For virus recovery, MARC-145 cells seeded on 6-well plates at a confluency of 70-80% were transfected with the infectious clone plasmids by Lipofectamine LTX (Thermo Fisher Scientific, Waltham, MA, USA) according to the manufacturer's protocol. The virusinduced cytopathic effect (CPE) was monitored daily. The rescued viruses were passaged 3 times in MARC-145 cells and then examined by indirect immunofluorescence assay (IFA) using the anti-N mAb SDOW17 (Rural Technologies, Brookings, SD, USA). The mutated sites were confirmed by sequencing the genome of the third-passage viruses as described previously [33] .

MARC-145 cells and PAMs were infected with the indicated viruses at the multiplicity of infection (MOI) of 0.1. After incubation for 1 h at 37 • C with 5% CO 2 , MARC-145 cells and PAMs were treated as described previously [35] . The supernatants or the cells were collected at indicated times, and the virus titers were determined using endpoint dilution assays as previously described [36] .

Vero cells or PAMs seeded on coverslips in 12-well plates were transfected with indicated plasmid or infected with the indicated virus at an MOI of 1.0. At 24 h posttransfection or at 12 h post-infection, the cells were fixed with 3.7% paraformaldehyde for 10 min at room temperature (RT), washed with 1X phosphate-buffered saline (PBS) 3 times, permeabilized with 0.1% Triton X-100/2% bovine serum albumin (BSA) for 10 min, and blocked with 2% BSA/PBS for 30 min (RT). The cells were then incubated with proper primary antibodies for 1 h in a humid chamber (RT) and washed with 1X PBS 3 times. Afterwards, the cells were incubated with appropriate secondary antibodies, including Alexa Fluor 568-conjugated goat anti-rabbit IgG(H+L) F(ab )2 fragment and Alexa Fluor 488-conjugated goat anti-mouse IgG(H+L) F(ab )2 fragment, for another 1 h (RT). Nuclear DNA was stained with 4 ,6-diamidino-2-phenylindole (DAPI) (Thermo Fisher Scientific, Waltham, MA, USA). The images were captured using a Nikon A1 confocal microscope and processed using Image J.

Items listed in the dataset

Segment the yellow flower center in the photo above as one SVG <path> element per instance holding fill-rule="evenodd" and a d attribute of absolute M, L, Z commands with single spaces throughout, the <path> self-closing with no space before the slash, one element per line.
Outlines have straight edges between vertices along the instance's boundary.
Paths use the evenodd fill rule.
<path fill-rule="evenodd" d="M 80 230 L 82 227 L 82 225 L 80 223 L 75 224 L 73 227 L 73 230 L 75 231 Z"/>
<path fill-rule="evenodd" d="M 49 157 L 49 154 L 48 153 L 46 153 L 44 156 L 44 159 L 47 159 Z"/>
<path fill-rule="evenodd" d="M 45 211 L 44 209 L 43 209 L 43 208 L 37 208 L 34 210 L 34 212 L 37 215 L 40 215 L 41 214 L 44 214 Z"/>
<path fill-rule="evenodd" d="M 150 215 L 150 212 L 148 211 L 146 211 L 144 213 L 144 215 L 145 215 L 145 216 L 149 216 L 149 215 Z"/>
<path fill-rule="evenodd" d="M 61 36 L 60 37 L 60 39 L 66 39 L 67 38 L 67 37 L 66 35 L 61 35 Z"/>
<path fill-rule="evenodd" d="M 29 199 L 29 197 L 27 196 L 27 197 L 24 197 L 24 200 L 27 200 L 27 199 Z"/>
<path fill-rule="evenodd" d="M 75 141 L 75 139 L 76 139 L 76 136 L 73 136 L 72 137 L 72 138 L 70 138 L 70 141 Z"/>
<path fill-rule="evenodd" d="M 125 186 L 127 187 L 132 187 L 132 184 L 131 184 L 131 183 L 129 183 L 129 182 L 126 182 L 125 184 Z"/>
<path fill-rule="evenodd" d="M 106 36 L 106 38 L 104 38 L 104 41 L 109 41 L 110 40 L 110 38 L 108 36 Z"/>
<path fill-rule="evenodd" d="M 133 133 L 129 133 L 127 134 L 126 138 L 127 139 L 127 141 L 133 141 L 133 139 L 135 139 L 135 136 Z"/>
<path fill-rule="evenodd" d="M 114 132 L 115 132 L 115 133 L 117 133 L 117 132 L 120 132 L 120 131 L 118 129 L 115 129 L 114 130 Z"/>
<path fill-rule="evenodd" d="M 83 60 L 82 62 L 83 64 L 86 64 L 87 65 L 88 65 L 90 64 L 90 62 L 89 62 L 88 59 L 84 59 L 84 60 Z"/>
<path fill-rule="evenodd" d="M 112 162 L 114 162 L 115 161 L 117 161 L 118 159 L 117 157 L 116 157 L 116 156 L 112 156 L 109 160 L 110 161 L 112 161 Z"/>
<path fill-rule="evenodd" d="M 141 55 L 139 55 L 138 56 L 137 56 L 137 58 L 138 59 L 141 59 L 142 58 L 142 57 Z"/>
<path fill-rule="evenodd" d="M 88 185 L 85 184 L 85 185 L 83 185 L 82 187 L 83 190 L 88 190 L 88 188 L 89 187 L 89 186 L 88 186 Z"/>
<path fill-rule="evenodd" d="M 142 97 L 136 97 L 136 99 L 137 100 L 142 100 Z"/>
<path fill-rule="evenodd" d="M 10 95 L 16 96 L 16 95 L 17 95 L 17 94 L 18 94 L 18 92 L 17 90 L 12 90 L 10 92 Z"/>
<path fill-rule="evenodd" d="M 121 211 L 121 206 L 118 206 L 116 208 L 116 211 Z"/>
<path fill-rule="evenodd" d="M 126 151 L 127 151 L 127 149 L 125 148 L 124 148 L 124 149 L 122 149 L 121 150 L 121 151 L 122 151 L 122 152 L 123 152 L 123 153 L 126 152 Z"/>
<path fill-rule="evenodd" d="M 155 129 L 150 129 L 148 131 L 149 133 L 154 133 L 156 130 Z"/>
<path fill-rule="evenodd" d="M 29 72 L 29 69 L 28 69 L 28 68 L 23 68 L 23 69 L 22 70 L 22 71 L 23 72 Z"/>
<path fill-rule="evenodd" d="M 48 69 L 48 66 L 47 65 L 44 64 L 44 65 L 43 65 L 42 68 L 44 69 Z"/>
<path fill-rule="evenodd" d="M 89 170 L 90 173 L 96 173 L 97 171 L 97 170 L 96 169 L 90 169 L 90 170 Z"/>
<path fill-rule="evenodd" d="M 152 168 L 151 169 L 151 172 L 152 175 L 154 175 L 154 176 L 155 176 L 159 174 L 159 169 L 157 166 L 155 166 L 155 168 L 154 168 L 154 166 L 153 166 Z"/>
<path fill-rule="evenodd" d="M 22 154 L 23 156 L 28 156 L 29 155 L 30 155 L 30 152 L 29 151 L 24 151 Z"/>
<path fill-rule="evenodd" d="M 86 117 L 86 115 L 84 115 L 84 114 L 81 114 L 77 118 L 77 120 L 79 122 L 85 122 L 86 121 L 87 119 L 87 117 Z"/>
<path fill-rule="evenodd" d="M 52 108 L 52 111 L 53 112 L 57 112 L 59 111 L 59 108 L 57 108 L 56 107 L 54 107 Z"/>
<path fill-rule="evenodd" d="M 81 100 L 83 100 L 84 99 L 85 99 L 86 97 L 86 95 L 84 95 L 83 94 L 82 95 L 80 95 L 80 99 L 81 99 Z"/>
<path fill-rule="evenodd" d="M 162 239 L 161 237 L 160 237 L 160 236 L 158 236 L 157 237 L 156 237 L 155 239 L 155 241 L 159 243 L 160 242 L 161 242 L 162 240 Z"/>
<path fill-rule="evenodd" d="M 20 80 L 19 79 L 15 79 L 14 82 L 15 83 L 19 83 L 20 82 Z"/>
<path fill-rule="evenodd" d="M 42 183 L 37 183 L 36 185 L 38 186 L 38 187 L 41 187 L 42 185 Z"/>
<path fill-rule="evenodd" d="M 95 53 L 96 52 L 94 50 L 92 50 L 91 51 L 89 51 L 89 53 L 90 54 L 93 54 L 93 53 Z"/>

> **Your objective**: According to the methods text, which antibody was used in the indirect immunofluorescence assay that examined the rescued viruses?

> **Expected answer**: The anti-N mAb SDOW17 (Rural Technologies, Brookings, SD, USA).